— Begin —

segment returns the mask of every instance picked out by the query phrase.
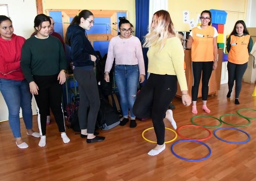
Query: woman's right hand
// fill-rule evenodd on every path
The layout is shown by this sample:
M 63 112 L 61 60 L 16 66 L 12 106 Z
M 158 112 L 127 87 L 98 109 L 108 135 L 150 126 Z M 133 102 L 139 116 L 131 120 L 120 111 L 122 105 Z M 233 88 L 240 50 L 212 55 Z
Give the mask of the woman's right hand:
M 92 61 L 95 61 L 97 60 L 97 58 L 96 57 L 93 55 L 91 55 L 91 60 Z
M 38 86 L 36 85 L 36 83 L 34 81 L 31 82 L 29 83 L 29 89 L 30 89 L 30 92 L 33 95 L 38 95 Z
M 192 103 L 191 97 L 187 94 L 182 94 L 181 95 L 181 100 L 182 103 L 186 106 L 188 106 Z
M 105 75 L 104 76 L 104 80 L 105 80 L 106 82 L 109 82 L 109 75 Z

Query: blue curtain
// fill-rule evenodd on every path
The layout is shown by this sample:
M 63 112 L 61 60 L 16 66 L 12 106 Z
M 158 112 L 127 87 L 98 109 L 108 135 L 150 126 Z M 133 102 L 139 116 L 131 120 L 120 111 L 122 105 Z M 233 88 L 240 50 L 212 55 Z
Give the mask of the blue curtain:
M 150 0 L 136 0 L 136 30 L 135 36 L 142 43 L 144 37 L 148 33 L 148 18 L 149 16 Z M 148 48 L 142 48 L 144 61 L 146 71 L 145 79 L 147 79 L 147 72 L 148 71 L 148 57 L 147 53 Z

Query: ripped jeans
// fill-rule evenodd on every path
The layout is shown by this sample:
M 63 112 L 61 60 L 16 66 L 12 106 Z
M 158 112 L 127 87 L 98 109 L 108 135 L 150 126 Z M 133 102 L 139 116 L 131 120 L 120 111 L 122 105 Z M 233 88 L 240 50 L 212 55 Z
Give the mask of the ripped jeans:
M 119 91 L 122 111 L 125 117 L 128 117 L 129 109 L 131 118 L 135 118 L 132 107 L 136 98 L 139 76 L 138 65 L 115 65 L 115 78 Z

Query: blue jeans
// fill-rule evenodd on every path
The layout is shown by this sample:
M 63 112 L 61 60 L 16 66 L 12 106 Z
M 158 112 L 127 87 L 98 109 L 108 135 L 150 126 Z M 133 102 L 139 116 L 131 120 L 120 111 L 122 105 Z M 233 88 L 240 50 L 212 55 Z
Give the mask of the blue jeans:
M 131 118 L 135 119 L 132 107 L 136 98 L 140 72 L 138 65 L 115 65 L 115 78 L 119 91 L 124 117 L 128 117 L 129 108 Z
M 9 111 L 9 124 L 15 138 L 21 137 L 20 110 L 26 129 L 32 129 L 32 94 L 26 80 L 19 81 L 0 78 L 0 91 Z

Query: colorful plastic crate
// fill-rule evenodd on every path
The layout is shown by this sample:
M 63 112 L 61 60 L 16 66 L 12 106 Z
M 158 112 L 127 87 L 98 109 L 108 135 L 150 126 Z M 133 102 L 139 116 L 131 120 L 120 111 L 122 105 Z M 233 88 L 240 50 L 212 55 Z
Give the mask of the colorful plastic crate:
M 225 11 L 210 9 L 210 11 L 211 14 L 212 23 L 223 24 L 226 24 L 227 13 Z

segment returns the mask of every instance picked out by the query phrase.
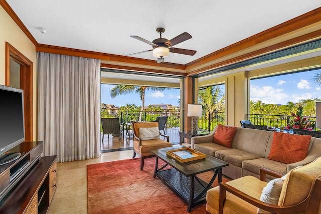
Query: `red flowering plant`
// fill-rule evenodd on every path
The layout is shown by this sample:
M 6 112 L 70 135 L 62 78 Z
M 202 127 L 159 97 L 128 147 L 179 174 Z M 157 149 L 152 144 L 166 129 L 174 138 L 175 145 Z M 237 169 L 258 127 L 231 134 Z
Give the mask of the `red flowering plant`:
M 303 117 L 302 116 L 302 113 L 303 111 L 303 107 L 302 106 L 299 106 L 297 108 L 297 111 L 296 111 L 296 114 L 292 113 L 291 115 L 293 117 L 293 124 L 287 124 L 286 128 L 289 129 L 307 129 L 309 130 L 313 130 L 312 127 L 312 124 L 309 121 L 307 120 L 306 117 Z

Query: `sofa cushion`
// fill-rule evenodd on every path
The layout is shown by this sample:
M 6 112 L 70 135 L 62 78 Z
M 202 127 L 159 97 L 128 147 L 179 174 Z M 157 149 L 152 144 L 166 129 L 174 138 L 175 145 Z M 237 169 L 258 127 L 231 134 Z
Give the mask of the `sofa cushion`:
M 236 180 L 227 182 L 231 186 L 251 196 L 259 199 L 262 190 L 267 182 L 256 177 L 246 176 Z M 206 193 L 206 210 L 212 213 L 217 213 L 219 210 L 220 187 L 216 186 Z M 236 211 L 237 210 L 237 212 Z M 256 213 L 257 207 L 247 203 L 238 197 L 226 192 L 226 200 L 224 203 L 224 213 Z
M 194 144 L 194 149 L 215 157 L 215 151 L 222 149 L 228 149 L 228 148 L 211 142 Z
M 215 157 L 241 167 L 243 160 L 260 158 L 262 157 L 239 149 L 228 149 L 216 151 Z
M 218 124 L 214 134 L 213 142 L 218 144 L 231 148 L 237 127 Z
M 268 159 L 287 164 L 302 160 L 307 155 L 310 140 L 310 135 L 274 131 Z
M 264 157 L 267 145 L 272 141 L 272 134 L 270 131 L 238 127 L 231 148 Z
M 159 139 L 158 127 L 139 128 L 139 138 L 141 140 Z
M 286 174 L 286 163 L 264 158 L 244 160 L 242 163 L 242 167 L 258 175 L 260 174 L 260 168 L 265 168 L 279 174 Z M 269 179 L 275 178 L 268 175 L 267 177 Z

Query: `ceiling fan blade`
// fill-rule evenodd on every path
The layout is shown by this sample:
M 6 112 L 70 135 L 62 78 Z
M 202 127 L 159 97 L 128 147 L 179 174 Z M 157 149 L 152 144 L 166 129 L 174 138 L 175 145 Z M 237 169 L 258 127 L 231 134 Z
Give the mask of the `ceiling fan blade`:
M 170 48 L 170 52 L 185 54 L 186 55 L 194 56 L 196 53 L 196 51 L 182 49 L 181 48 Z
M 136 39 L 136 40 L 138 40 L 140 41 L 141 41 L 145 43 L 147 43 L 148 45 L 150 45 L 152 46 L 158 46 L 155 44 L 153 44 L 151 42 L 149 42 L 148 40 L 146 40 L 145 39 L 143 39 L 141 37 L 138 37 L 138 36 L 130 36 L 130 37 L 131 37 L 132 38 Z
M 169 47 L 174 46 L 179 43 L 181 43 L 187 40 L 189 40 L 192 38 L 192 36 L 187 32 L 184 32 L 182 34 L 179 35 L 176 37 L 174 37 L 169 41 L 166 42 L 165 45 Z
M 162 57 L 161 58 L 157 58 L 157 63 L 160 63 L 162 62 L 164 62 L 164 58 Z
M 147 50 L 147 51 L 141 51 L 140 52 L 134 53 L 133 54 L 128 54 L 128 55 L 127 55 L 126 56 L 127 56 L 134 55 L 135 54 L 141 54 L 142 53 L 148 52 L 149 51 L 152 51 L 152 50 Z

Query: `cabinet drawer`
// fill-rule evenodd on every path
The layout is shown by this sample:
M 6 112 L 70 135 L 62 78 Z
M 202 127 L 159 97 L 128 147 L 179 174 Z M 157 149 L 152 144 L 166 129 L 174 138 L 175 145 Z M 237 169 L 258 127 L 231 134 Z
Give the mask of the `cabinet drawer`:
M 24 214 L 37 214 L 38 206 L 38 194 L 36 193 L 30 201 L 29 205 L 27 207 Z
M 57 159 L 54 162 L 49 171 L 49 203 L 51 203 L 57 188 Z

— End —

_WORK INSTRUCTIONS_
Using the data above, print every line exactly, omitting pictures.

_EXERCISE SOLUTION_
segment returns the mask of every instance picked out by the query phrase.
Query: woman's right hand
// fill-rule evenodd on every path
The layout is shown by this sample:
M 63 112 L 61 60 L 16 66 L 12 106 Z
M 158 112 L 127 87 L 98 109 L 108 135 L 150 126 Z M 133 102 L 139 116 L 131 120 L 120 111 L 122 105 Z M 233 88 L 240 50 L 212 55 Z
Give the mask of the woman's right hand:
M 92 61 L 95 61 L 97 60 L 97 58 L 96 57 L 93 55 L 91 55 L 91 60 Z
M 38 86 L 36 85 L 36 83 L 34 81 L 31 82 L 29 83 L 29 89 L 30 89 L 30 92 L 33 95 L 38 95 Z
M 192 103 L 191 97 L 187 94 L 182 94 L 181 95 L 181 100 L 182 103 L 186 106 L 188 106 Z
M 105 75 L 104 76 L 104 80 L 105 80 L 106 82 L 109 82 L 109 75 Z

Query: blue curtain
// fill-rule evenodd on every path
The layout is shown by this sample:
M 63 112 L 61 60 L 16 66 L 12 106 Z
M 158 112 L 127 87 L 98 109 L 108 135 L 150 126 Z M 133 102 L 139 116 L 131 120 L 120 111 L 122 105 Z M 233 88 L 240 50 L 212 55 Z
Give the mask of the blue curtain:
M 150 0 L 136 0 L 136 30 L 135 36 L 142 43 L 144 37 L 148 33 L 148 18 L 149 16 Z M 148 48 L 142 48 L 144 61 L 146 71 L 145 79 L 147 79 L 147 72 L 148 71 L 148 57 L 147 53 Z

Query: ripped jeans
// fill-rule evenodd on every path
The layout is shown by this sample:
M 63 112 L 61 60 L 16 66 L 12 106 Z
M 158 112 L 127 87 L 98 109 L 108 135 L 150 126 Z M 133 102 L 139 116 L 131 120 L 120 111 L 122 105 Z M 233 88 L 240 50 L 212 55 Z
Give the mask of the ripped jeans:
M 119 91 L 122 111 L 125 117 L 128 117 L 129 109 L 131 118 L 135 118 L 132 107 L 136 98 L 139 76 L 138 65 L 115 65 L 115 78 Z

Query: blue jeans
// fill-rule evenodd on every path
The layout is shown by this sample:
M 63 112 L 61 60 L 16 66 L 12 106 Z
M 158 112 L 127 87 L 98 109 L 108 135 L 150 126 Z M 133 102 L 139 116 L 131 120 L 120 111 L 122 105 Z M 233 88 L 240 50 L 212 55 Z
Give the mask of the blue jeans:
M 131 118 L 135 119 L 132 107 L 136 98 L 140 72 L 138 65 L 115 65 L 115 78 L 119 91 L 124 117 L 128 117 L 129 108 Z
M 9 111 L 9 124 L 15 138 L 21 137 L 20 110 L 26 129 L 32 129 L 32 94 L 26 80 L 19 81 L 0 78 L 0 91 Z

Query: colorful plastic crate
// fill-rule evenodd on every path
The layout is shown by this sample:
M 63 112 L 61 60 L 16 66 L 12 106 Z
M 158 112 L 127 87 L 98 109 L 108 135 L 150 126 Z M 133 102 L 139 116 L 131 120 L 120 111 L 122 105 Z M 233 88 L 240 50 L 212 55 Z
Give the mask of the colorful plastic crate:
M 225 11 L 210 9 L 210 11 L 211 14 L 212 23 L 223 24 L 226 24 L 227 13 Z

segment returns the mask of every instance picked out by the query phrase.
Query: `red flowering plant`
// fill-rule evenodd on every path
The layout is shown by this sample:
M 6 112 L 70 135 L 62 78 Z
M 202 127 L 159 97 L 128 147 L 179 174 Z M 157 149 L 152 144 L 166 129 L 174 138 L 175 145 Z M 237 169 L 258 127 L 231 134 Z
Give the mask of the `red flowering plant`:
M 303 117 L 302 116 L 302 113 L 303 111 L 303 107 L 302 106 L 299 106 L 297 108 L 297 111 L 296 111 L 296 114 L 292 113 L 291 115 L 293 117 L 293 124 L 287 124 L 286 128 L 289 129 L 307 129 L 309 130 L 313 130 L 312 127 L 312 124 L 309 121 L 307 120 L 306 117 Z

Query: `sofa cushion`
// fill-rule evenodd on every path
The layout is shown by this sample:
M 6 112 L 70 135 L 62 78 Z
M 202 127 L 159 97 L 128 147 L 179 174 Z M 157 149 L 152 144 L 166 129 L 174 138 L 175 145 Z M 237 169 L 258 127 L 231 134 Z
Give the mask of the `sofa cushion`:
M 236 180 L 227 182 L 231 186 L 251 196 L 259 199 L 262 190 L 267 182 L 256 177 L 246 176 Z M 206 193 L 206 210 L 212 213 L 217 213 L 219 210 L 220 187 L 216 186 Z M 236 211 L 237 210 L 237 212 Z M 256 213 L 257 207 L 247 203 L 238 197 L 226 192 L 226 200 L 224 203 L 224 213 Z
M 194 144 L 194 149 L 215 157 L 215 151 L 222 149 L 228 149 L 228 148 L 211 142 Z
M 215 157 L 241 167 L 243 160 L 260 158 L 262 157 L 239 149 L 228 149 L 216 151 Z
M 218 124 L 214 134 L 213 142 L 218 144 L 231 148 L 237 127 Z
M 268 159 L 287 164 L 302 160 L 307 155 L 310 140 L 310 135 L 274 131 Z
M 264 157 L 267 145 L 272 141 L 272 134 L 270 131 L 238 127 L 231 148 Z
M 159 139 L 158 127 L 139 128 L 139 138 L 141 140 Z
M 286 174 L 286 163 L 264 158 L 244 160 L 242 163 L 242 167 L 258 175 L 260 174 L 260 168 L 265 168 L 279 174 Z M 269 179 L 275 178 L 268 175 L 267 177 Z

Query: `ceiling fan blade`
// fill-rule evenodd on every path
The layout is shown by this sample:
M 6 112 L 70 135 L 62 78 Z
M 202 127 L 159 97 L 128 147 L 179 174 Z M 157 149 L 152 144 L 166 129 L 174 138 L 175 145 Z M 237 169 L 258 127 L 231 134 Z
Give the mask of the `ceiling fan blade`:
M 170 48 L 170 52 L 185 54 L 186 55 L 194 56 L 196 53 L 196 51 L 182 49 L 181 48 Z
M 136 39 L 136 40 L 138 40 L 140 41 L 141 41 L 145 43 L 147 43 L 148 45 L 150 45 L 152 46 L 158 46 L 155 44 L 153 44 L 151 42 L 149 42 L 148 40 L 146 40 L 145 39 L 143 39 L 141 37 L 138 37 L 138 36 L 130 36 L 130 37 L 131 37 L 132 38 Z
M 169 47 L 174 46 L 179 43 L 181 43 L 187 40 L 189 40 L 192 38 L 192 36 L 187 32 L 184 32 L 182 34 L 179 35 L 176 37 L 174 37 L 169 41 L 166 42 L 165 45 Z
M 162 57 L 161 58 L 157 58 L 157 63 L 160 63 L 162 62 L 164 62 L 164 58 Z
M 147 50 L 147 51 L 141 51 L 140 52 L 134 53 L 133 54 L 128 54 L 128 55 L 127 55 L 126 56 L 127 56 L 134 55 L 135 54 L 141 54 L 142 53 L 148 52 L 149 51 L 152 51 L 152 50 Z

Query: `cabinet drawer`
// fill-rule evenodd on every path
The layout is shown by this sample:
M 6 112 L 70 135 L 62 78 Z
M 202 127 L 159 97 L 128 147 L 179 174 Z M 157 149 L 152 144 L 166 129 L 174 138 L 175 145 Z M 237 169 L 258 127 L 231 134 Z
Give the mask of the `cabinet drawer`:
M 24 214 L 37 214 L 38 206 L 38 194 L 36 193 L 30 201 L 29 205 L 27 207 Z
M 57 159 L 54 162 L 49 171 L 49 203 L 51 203 L 57 188 Z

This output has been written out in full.